■ **Written request**
Return each entry exactly, with none missing.

Named object pointing entries:
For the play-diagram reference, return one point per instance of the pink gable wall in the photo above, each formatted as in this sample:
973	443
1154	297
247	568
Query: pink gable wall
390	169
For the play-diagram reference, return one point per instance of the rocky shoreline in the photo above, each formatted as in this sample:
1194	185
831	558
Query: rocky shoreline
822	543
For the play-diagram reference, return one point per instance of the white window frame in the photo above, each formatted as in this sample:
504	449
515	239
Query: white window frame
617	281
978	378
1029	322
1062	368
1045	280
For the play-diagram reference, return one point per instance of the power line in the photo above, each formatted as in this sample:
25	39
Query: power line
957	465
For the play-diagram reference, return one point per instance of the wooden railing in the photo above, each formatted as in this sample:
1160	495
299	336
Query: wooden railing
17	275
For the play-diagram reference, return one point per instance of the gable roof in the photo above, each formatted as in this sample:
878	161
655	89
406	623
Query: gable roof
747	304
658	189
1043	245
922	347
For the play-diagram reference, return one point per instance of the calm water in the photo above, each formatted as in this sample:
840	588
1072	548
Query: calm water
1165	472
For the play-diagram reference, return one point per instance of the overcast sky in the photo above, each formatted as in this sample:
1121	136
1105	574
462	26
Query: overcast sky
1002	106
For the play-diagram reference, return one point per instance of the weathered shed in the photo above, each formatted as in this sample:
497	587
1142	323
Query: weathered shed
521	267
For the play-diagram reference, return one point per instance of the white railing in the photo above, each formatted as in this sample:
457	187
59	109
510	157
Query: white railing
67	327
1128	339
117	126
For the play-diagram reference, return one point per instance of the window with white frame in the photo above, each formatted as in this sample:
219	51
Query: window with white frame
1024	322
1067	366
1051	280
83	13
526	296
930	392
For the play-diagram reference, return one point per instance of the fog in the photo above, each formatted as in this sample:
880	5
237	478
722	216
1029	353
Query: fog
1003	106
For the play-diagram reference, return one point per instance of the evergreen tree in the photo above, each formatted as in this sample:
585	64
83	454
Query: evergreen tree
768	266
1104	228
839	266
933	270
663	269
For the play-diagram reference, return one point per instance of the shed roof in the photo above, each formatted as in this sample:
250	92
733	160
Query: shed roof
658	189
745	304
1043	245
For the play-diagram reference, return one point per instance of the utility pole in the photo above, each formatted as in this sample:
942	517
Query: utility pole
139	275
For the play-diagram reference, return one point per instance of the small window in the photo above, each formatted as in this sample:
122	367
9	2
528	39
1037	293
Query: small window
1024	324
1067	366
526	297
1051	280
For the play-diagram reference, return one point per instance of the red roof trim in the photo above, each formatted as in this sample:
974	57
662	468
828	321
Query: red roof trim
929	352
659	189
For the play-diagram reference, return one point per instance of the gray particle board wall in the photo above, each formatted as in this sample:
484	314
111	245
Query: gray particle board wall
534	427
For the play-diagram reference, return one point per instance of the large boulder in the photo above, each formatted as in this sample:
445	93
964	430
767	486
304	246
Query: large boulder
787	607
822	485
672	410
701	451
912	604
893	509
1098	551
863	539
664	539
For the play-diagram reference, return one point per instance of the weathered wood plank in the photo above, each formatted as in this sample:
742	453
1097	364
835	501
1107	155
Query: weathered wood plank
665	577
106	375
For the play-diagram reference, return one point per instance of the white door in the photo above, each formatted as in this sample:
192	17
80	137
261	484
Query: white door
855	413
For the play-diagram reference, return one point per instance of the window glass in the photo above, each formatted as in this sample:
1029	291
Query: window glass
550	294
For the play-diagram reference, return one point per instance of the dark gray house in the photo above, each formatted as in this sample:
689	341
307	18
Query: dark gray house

■ **Answer to the task**
For the play-diagram reference, return one point per instance of the pink gable wall in the photo above, each formatted as in this sample:
973	443
1154	297
247	568
Query: pink gable wall
390	169
For the play-diagram reference, return one point per instance of the rocky shoreline in the photo above, each formatted as in this sample:
1194	185
831	558
Query: rocky shoreline
822	543
For the play-diagram reference, return one point per instance of the white window frame in the photo above, each formatted as in this sample:
504	449
515	239
Query: white window frame
617	281
978	378
1029	322
1062	368
1045	280
For the play-diagram reference, return one point per instance of the power line in the photo above, each formatted as in this sample:
25	39
Query: power line
957	465
For the play-diagram reference, return one point per instance of the wooden railing in the photo above, each formatted as in this sample:
1160	495
299	336
Query: wooden railing
17	275
For the play-diagram reference, return one point per instance of the gable roof in the photo above, each formatted as in this sample:
878	161
655	89
406	623
Query: gable roof
747	304
658	189
1043	245
922	347
For the play-diagram reference, return one point per instance of the calm water in the photo above, each formatted as in this sample:
840	588
1072	548
Query: calm water
1165	472
For the play-diagram reference, return one point per instance of the overcast sky in the photo above, each formatted as in this sample:
1121	136
1105	574
462	26
Query: overcast sky
1002	106
For the play-diagram reference, return one point per instance of the weathered shed in the photo above, each formatted as in this sample:
497	587
1142	323
Query: weathered shed
521	267
For the play-diagram reference, return one point per instance of the white railing in the photo above, each formatted as in this sample:
457	187
59	109
510	157
Query: white railing
67	327
1128	339
117	126
For the play-diagram reference, return one point per instance of the window with white frame in the photo above, each formatted as in this sample:
219	51
Query: window with white frame
1024	322
1067	366
1051	280
83	13
526	296
930	392
For the play-diagram reference, return one point per instance of the fog in the photo above, each formatted as in this sample:
880	5
237	478
722	216
1029	353
Query: fog
1003	106
For the play-diagram reference, return one point per instance of the evergreen tree in the photo above, each formatted as in this sample:
585	64
83	454
Query: evergreen tree
768	266
1104	228
839	266
933	270
663	269
For the play-diagram reference, return one point per instance of the shed roof in the photo above, each formatted as in this sample:
250	92
733	160
Query: shed roof
658	189
745	304
1043	245
For the play-diagram reference, return one point per instance of the utility pole in the photo above, each formatted as in this sample:
942	517
Query: utility pole
139	275
For the play-diagram reference, return one point per instance of the small window in the photo above, each formatted as in this sample:
122	367
9	2
528	39
1037	293
Query: small window
1024	324
1067	366
526	297
1051	280
For the play-diagram reference, return one point per instance of the red roof trim in the photo above, each formatted as in this sample:
974	57
662	468
828	321
Query: red roof trim
929	352
659	189
For the play-diagram reference, return one point per instance of the gray particle board wall in the photo above, each formatted as in this sample:
484	314
111	245
Query: gray particle board wall
534	427
For the play-diagram reference, return one point per instance of the large boulder in the photo above, each formatted as in this sample:
445	93
964	430
767	486
304	246
Query: large boulder
787	607
822	485
672	410
701	451
912	604
893	509
1098	551
863	539
664	539
For the play-diagram reference, return one point per instance of the weathered wood plank in the photo above, each formatted as in this sample:
742	453
1097	364
835	501
1107	155
Query: weathered wood plank
665	577
106	375
For the play-diagram reference, return one point per instance of the white door in the photo above, each formatted as in this sample:
192	17
80	137
261	484
Query: white door
855	413
For the play-diagram reference, return one point per instance of the window glass in the photo above, each formatted as in this sample:
1029	291
Query: window glass
550	294
For the play-diagram reference, return one point per instance of the dark gray house in the photo above, each formatted as in this sample:
689	341
307	18
Query: dark gray house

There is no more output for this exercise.